• **TEXTAUSZUG**
"""

Debatte Lebensentwürfe: Schluss mit den Vergleichen!
Karriere, Mutterschaft, Singledasein: Noch nie hatten Frauen so viele Optionen wie heute. Das erzeugt neuen Leistungsdruck. Der muss weg.
I n seinem Bestseller "The Paradox of Choice" weist US-Autor Barry Schwartz daraufhin, dass eine Vielfalt an Wahlmöglichkeiten bei Bildung, Konsum und Partnerschaft die Menschen nicht glücklicher machen muss, im Gegenteil: Damit steige die Gefahr, sich erst recht unzulänglich und unzufrieden zu fühlen. Übertragen auf Frauen könnte man sagen: Besonders sie können heute unter einer Vielfalt an Lebensentwürfen wählen. Führt das zu neuem Stress? Das ist die spannende Frage.
Auf den ersten Blick haben Frauen heute viele Optionen: Partnerschaft oder auch nicht, Kinder oder keine, Ehe oder alleinerziehend, Karriere oder doch nur Teilzeit, Scheidung oder sich gegenseitig aushalten. Das erzeugt durchaus Druck. Ein Artikel in der taz über alleinerziehende Frauen, die sich über ihre Exmänner beklagen und über ihre berufliche Misere, bekam mehr als 200 Leserkommentare. ("Die verlassenen Macchiato-Mütter").
Eine kritische Erwiderung, laut der die Frauen sich zu stark wirtschaftlich von den Männern abhängig gemacht haben und jetzt nicht so viel jammern sollen, erzeugte genauso heftige Resonanz ("Selbstmitleid im Szenecafé"). In der Frage, inwieweit Frauen heute noch Opfer sind und nicht selbstbestimmte Täterinnen, steckt viel politische Energie.
Neuer ökonomischer Druck
Barbara Dribbusch ist Redakteurin für Soziales und beschäftigt sich mit den Auswirkungen von Ökonomie auf Biografien.

"""

• **ZEILEN**
"""

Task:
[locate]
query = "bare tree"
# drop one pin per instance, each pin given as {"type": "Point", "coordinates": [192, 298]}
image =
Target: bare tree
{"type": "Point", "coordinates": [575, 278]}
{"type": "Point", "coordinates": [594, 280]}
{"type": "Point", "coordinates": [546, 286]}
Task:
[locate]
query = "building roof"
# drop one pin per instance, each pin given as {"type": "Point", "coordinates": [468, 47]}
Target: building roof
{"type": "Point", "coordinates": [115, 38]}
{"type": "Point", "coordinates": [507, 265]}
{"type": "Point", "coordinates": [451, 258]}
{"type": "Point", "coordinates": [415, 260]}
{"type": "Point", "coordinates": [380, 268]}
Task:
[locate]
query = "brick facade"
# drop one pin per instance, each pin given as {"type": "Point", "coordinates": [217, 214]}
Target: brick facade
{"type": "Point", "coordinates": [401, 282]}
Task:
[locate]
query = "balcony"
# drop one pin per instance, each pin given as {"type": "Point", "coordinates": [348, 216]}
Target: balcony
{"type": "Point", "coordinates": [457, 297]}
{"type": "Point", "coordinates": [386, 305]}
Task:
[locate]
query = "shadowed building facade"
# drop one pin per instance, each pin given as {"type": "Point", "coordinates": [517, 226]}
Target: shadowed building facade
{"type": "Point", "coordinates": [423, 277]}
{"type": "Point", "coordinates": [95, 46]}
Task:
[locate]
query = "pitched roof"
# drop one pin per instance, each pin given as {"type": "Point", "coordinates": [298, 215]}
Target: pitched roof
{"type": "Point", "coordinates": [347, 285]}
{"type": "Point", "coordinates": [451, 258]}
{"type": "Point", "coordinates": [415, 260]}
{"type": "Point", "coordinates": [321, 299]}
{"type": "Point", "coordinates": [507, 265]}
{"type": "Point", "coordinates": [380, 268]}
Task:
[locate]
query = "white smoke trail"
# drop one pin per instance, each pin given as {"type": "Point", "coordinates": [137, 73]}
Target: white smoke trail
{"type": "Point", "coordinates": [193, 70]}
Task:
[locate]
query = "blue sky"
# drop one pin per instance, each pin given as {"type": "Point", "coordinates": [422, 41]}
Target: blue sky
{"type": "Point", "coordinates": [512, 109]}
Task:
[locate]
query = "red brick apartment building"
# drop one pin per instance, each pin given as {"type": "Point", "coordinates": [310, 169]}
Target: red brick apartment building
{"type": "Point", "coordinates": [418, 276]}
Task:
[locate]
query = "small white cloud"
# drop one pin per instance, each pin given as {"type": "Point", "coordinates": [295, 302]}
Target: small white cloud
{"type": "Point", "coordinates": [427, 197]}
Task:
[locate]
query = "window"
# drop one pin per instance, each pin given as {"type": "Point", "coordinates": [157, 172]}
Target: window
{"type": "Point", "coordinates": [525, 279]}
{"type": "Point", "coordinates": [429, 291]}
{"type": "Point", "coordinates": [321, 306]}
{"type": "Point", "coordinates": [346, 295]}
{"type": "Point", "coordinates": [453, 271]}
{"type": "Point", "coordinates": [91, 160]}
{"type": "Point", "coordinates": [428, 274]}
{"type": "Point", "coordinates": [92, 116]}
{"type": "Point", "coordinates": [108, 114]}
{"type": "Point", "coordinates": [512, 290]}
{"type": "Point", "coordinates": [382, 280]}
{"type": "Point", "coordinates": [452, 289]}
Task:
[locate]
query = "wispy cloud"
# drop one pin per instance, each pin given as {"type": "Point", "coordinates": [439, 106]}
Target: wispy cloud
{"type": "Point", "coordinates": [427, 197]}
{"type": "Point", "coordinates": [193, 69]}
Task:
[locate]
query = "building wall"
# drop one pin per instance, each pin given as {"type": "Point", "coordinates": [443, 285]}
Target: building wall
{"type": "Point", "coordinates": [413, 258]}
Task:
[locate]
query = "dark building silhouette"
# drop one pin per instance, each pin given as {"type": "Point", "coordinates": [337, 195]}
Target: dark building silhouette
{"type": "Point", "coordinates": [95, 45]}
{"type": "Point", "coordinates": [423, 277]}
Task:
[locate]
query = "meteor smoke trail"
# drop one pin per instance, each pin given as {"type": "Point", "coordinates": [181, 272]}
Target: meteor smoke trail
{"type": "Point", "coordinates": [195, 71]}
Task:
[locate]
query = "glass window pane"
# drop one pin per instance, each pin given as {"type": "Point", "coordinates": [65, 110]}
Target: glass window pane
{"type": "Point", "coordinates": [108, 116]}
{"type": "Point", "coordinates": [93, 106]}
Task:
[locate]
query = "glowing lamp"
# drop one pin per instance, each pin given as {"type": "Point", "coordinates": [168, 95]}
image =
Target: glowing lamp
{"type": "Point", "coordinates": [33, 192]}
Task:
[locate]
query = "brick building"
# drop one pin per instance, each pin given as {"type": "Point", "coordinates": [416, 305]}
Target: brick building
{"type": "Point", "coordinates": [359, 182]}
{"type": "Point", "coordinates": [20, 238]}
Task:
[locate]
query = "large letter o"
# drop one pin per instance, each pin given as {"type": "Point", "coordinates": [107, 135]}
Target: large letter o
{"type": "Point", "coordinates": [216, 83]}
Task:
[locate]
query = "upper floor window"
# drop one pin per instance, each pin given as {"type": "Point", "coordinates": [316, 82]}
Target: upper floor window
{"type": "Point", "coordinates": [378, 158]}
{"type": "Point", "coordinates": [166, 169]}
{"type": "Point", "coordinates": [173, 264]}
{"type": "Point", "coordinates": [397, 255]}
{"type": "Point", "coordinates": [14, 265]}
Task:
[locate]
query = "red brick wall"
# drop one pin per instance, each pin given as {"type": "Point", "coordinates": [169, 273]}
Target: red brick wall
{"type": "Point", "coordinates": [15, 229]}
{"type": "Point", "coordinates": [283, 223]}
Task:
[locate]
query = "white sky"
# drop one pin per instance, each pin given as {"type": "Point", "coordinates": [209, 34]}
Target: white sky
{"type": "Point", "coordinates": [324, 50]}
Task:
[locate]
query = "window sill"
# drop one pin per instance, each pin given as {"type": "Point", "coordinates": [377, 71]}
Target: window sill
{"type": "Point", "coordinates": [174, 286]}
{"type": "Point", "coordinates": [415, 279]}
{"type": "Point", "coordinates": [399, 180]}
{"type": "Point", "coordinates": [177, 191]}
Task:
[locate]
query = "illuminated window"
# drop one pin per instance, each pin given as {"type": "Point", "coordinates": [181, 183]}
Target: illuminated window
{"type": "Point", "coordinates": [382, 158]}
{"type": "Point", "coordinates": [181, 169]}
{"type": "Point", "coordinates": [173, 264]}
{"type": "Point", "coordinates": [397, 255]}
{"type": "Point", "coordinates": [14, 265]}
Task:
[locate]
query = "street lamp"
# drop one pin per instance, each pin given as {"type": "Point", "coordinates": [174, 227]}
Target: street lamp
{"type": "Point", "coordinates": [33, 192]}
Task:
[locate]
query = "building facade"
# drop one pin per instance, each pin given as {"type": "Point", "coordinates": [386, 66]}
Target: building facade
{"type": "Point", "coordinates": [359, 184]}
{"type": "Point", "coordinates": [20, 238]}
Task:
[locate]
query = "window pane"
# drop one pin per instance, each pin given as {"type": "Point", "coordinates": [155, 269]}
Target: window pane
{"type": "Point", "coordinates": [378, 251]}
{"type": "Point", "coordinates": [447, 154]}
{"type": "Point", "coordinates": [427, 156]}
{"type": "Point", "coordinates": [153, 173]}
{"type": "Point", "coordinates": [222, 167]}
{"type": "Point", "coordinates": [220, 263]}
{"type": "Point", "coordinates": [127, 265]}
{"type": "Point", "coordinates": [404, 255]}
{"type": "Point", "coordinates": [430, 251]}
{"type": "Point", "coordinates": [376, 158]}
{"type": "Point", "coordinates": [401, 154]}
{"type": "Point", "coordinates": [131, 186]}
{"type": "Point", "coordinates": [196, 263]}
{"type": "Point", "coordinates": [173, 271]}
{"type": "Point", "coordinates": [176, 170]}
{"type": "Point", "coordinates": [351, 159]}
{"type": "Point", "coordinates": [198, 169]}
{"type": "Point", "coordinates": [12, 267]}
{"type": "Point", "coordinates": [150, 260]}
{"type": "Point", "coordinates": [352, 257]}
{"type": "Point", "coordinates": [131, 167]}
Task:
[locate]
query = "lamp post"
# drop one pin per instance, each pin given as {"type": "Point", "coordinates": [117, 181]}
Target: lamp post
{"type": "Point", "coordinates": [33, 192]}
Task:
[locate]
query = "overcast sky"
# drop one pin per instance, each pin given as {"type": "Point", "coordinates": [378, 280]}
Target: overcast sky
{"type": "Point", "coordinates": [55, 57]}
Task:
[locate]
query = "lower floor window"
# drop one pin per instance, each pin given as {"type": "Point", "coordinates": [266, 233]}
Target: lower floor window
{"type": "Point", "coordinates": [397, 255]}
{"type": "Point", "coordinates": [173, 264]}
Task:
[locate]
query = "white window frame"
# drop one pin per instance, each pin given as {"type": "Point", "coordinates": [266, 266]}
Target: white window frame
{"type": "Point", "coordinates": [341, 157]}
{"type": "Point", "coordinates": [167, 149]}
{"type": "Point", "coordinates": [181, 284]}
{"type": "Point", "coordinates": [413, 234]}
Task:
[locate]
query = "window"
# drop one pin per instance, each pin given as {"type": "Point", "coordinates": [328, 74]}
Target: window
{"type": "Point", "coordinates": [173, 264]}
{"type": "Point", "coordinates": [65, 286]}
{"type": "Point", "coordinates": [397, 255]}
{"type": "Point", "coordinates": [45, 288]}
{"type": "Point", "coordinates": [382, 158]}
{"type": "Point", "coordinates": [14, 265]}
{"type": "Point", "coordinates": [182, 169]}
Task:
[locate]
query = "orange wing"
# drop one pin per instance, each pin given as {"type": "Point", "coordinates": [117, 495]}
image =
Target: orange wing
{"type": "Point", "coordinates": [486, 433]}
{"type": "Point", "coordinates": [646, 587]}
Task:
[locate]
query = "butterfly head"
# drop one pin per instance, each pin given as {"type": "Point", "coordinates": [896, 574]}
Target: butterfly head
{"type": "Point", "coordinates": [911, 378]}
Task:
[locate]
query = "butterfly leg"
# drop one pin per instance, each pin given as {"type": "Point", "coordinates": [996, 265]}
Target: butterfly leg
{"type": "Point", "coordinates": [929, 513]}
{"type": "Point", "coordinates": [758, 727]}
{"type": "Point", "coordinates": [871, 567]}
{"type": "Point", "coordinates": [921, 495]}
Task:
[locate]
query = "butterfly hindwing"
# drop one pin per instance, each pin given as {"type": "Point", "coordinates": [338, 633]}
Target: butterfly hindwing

"""

• **AUFGABEN**
A. Ändern Sie den Textauszug von "Eine kritische Erwiderung, laut" bis "Ökonomie auf Biografien." ab, indem Sie "Opfer" durch "Verliererinnen" ersetzen, und geben Sie diesen Abschnitt vollständig wieder.
B. Welche Paare von Alternativen führt der Textauszug als Optionen auf, die Frauen heute auf den ersten Blick haben? Zählen Sie alle auf.

• **ERGEBNISSE**
A.
Eine kritische Erwiderung, laut der die Frauen sich zu stark wirtschaftlich von den Männern abhängig gemacht haben und jetzt nicht so viel jammern sollen, erzeugte genauso heftige Resonanz ("Selbstmitleid im Szenecafé"). In der Frage, inwieweit Frauen heute noch Verliererinnen sind und nicht selbstbestimmte Täterinnen, steckt viel politische Energie.
Neuer ökonomischer Druck
Barbara Dribbusch ist Redakteurin für Soziales und beschäftigt sich mit den Auswirkungen von Ökonomie auf Biografien.

B.
- Partnerschaft oder auch nicht
- Kinder oder keine
- Ehe oder alleinerziehend
- Karriere oder doch nur Teilzeit
- Scheidung oder sich gegenseitig aushalten